(Written request): Only the run of lines from the one containing "Target: young man" through the last line should be returned, exactly as written.

(Entries supplied):
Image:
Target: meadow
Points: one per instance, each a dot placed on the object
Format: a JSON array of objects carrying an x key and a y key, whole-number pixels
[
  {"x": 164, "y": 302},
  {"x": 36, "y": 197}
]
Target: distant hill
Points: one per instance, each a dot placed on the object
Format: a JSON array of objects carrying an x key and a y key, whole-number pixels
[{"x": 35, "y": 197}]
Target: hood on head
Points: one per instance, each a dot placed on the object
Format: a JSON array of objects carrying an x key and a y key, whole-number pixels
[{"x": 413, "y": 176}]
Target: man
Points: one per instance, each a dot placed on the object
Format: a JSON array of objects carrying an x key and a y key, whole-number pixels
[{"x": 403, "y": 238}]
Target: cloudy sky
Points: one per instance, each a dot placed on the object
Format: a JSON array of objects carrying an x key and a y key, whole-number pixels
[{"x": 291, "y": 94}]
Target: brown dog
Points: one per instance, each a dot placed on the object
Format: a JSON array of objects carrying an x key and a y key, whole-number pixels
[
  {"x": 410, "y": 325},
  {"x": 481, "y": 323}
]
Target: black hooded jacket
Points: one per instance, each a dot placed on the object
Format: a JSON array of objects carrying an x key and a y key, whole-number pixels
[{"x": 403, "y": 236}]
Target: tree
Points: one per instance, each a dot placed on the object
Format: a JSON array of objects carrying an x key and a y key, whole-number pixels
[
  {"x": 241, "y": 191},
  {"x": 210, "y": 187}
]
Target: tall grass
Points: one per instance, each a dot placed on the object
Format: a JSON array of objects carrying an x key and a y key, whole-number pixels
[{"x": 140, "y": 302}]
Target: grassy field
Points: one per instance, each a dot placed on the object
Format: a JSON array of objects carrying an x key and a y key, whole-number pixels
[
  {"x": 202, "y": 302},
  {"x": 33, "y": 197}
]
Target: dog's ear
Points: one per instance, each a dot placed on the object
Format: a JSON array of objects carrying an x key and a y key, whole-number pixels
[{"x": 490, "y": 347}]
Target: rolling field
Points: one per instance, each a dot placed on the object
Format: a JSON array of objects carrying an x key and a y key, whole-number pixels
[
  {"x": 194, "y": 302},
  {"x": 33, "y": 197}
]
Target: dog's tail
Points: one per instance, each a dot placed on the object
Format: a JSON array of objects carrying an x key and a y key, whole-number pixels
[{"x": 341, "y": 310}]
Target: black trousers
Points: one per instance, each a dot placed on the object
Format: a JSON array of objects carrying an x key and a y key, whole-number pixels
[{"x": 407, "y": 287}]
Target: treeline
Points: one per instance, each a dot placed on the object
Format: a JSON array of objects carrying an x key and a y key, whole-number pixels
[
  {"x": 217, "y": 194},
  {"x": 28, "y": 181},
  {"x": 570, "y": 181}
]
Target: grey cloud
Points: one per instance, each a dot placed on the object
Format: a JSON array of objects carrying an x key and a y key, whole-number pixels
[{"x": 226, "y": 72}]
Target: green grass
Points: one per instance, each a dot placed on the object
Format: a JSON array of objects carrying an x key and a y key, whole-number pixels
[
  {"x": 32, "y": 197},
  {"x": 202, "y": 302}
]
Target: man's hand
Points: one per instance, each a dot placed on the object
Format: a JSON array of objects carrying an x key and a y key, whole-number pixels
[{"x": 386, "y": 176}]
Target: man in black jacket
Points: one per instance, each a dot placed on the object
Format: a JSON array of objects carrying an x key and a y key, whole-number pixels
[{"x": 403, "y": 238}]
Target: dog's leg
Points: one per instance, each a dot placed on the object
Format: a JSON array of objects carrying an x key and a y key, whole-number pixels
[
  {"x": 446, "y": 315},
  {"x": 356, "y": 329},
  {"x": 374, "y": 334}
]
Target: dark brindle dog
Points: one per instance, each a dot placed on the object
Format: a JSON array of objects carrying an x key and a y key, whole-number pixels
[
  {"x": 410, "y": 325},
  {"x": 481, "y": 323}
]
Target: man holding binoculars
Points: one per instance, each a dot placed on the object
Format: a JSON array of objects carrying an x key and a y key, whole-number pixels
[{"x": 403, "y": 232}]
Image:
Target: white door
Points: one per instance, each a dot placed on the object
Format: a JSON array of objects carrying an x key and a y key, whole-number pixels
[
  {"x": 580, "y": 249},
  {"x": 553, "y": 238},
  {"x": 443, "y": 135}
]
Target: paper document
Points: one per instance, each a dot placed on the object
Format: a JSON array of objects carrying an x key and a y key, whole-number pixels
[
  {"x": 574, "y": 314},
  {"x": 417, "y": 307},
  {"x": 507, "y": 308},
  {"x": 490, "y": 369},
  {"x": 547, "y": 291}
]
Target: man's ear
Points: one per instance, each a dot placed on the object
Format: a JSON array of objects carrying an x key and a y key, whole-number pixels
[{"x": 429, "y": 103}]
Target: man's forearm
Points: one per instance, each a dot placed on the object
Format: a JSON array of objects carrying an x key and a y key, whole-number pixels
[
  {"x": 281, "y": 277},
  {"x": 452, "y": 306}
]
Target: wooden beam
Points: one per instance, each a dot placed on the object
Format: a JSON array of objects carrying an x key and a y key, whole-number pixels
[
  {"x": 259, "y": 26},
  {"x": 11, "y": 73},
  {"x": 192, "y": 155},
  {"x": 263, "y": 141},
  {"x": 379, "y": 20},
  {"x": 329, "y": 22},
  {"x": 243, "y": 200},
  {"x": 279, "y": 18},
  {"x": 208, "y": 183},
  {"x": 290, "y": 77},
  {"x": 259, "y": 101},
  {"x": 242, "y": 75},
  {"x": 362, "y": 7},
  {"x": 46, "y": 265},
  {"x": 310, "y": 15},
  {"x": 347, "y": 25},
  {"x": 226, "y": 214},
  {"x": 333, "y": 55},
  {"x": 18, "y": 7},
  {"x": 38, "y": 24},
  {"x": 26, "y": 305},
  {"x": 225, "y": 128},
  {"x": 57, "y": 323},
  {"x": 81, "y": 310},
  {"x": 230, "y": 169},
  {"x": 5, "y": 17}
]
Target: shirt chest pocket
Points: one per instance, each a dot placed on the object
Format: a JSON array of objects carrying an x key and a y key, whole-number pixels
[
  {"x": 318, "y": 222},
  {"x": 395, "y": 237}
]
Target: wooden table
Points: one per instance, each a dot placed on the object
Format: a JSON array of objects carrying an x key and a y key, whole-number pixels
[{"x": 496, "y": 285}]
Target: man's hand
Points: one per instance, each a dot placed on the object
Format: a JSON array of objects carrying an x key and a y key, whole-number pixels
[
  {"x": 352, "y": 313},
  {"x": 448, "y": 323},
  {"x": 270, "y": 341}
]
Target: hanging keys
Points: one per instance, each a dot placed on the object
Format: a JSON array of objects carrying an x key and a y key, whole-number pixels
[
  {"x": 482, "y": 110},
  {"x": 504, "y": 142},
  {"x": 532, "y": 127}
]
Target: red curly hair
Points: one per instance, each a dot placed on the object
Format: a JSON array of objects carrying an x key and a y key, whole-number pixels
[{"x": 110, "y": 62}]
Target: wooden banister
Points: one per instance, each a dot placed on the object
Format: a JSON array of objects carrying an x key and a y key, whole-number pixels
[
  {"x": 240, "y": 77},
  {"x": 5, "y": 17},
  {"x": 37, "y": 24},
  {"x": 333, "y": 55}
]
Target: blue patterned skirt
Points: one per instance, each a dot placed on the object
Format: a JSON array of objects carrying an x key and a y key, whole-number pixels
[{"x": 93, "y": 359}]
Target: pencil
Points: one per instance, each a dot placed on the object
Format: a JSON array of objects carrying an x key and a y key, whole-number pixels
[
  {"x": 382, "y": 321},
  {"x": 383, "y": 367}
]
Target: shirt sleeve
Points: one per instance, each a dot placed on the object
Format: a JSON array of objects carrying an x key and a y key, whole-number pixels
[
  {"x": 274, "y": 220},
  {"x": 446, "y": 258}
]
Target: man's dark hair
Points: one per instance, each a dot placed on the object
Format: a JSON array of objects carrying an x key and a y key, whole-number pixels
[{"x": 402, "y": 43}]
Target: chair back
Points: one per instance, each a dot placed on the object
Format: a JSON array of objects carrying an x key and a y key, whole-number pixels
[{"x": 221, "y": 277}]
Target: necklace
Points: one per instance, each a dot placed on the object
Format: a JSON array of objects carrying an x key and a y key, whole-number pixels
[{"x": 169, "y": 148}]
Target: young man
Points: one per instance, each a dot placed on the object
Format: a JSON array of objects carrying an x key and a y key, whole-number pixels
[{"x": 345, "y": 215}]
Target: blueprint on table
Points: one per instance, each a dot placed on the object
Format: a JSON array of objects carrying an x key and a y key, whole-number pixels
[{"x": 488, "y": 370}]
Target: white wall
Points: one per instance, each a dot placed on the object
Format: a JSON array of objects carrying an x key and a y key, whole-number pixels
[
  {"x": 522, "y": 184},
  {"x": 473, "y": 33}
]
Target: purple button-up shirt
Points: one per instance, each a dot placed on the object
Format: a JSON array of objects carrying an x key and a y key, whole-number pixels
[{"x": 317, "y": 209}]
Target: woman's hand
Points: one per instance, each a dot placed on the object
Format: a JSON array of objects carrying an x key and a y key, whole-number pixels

(The response):
Target: young man
Points: one per instance, each a dot placed on the object
Format: a JSON array of objects carrying an x key and a y key, whole-number pixels
[{"x": 345, "y": 215}]
Target: blueprint on table
Points: one per instance, each a dot placed on the object
Format: a JSON array of objects carrying an x key and a y key, whole-number pixels
[{"x": 488, "y": 370}]
Target: white wall
Points: one per instance, each a dot placed on the object
Format: a JSON array of objects carrying an x key and a y key, whole-number pixels
[
  {"x": 522, "y": 184},
  {"x": 473, "y": 33}
]
Target: purple button-up shirt
Points: one per instance, each a dot placed on the object
Format: a JSON array of objects carrying an x key and a y key, whole-number pixels
[{"x": 317, "y": 209}]
Target: woman's hand
Points: one per instance, each a dot placed on the object
Format: a JSON array of objects carrying an x key and a y key, whole-number pixels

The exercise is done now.